Task instructions ▸
Print exactly the lines from the one containing "the face paint." through the last line of the listing, both included.

Stored entries ▸
┄┄┄┄┄┄

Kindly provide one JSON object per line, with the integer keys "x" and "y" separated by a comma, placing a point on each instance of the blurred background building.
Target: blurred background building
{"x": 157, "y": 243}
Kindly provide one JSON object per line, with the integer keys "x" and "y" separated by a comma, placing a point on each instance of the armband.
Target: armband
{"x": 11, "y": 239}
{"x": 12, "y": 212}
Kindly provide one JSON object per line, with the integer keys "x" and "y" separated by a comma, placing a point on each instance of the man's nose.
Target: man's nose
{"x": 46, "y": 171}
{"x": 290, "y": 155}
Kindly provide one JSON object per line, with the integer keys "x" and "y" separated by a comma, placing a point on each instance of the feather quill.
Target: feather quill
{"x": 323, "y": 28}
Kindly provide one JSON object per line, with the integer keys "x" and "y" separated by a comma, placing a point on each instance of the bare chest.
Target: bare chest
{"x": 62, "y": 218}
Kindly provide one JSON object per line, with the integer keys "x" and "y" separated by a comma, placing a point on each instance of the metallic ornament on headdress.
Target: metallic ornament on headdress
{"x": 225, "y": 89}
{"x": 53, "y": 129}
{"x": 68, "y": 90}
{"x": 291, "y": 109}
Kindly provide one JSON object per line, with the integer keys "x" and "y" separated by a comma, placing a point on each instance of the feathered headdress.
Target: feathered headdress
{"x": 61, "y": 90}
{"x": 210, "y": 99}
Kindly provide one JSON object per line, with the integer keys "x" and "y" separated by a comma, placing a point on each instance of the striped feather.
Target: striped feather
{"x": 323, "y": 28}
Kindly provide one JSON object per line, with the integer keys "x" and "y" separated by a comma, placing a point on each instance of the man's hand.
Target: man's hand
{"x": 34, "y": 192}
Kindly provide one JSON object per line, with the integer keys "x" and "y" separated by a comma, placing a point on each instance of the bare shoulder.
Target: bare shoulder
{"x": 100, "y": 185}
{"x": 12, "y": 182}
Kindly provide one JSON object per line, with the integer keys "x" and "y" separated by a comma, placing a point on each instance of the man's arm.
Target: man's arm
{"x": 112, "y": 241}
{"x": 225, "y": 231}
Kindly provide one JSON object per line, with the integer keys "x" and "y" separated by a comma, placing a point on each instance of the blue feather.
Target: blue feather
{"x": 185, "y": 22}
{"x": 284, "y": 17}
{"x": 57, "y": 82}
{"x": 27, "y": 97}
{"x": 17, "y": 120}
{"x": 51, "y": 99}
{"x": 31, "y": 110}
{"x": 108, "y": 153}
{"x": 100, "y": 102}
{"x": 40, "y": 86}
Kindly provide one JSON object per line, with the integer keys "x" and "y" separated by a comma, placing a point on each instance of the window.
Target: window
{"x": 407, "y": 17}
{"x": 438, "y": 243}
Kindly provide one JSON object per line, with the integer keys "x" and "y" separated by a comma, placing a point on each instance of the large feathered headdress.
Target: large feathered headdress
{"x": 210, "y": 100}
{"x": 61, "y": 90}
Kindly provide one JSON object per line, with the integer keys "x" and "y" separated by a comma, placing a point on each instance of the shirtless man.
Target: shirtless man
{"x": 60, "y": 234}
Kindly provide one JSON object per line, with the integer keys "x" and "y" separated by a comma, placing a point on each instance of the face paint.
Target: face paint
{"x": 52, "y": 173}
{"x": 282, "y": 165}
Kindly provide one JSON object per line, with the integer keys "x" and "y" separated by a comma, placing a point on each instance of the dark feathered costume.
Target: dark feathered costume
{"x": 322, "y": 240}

┄┄┄┄┄┄

Answer for this exercise ▸
Kindly provide one JSON object per line, with the integer keys "x" and "y" separated by a comma, placing a point on each instance of the face paint.
Target: face paint
{"x": 52, "y": 173}
{"x": 282, "y": 165}
Kindly provide one JSON object per line, with the integer keys "x" and "y" separated by a comma, placing a point on each instance of the dark feathered costume.
Target: dark feathered costume
{"x": 322, "y": 240}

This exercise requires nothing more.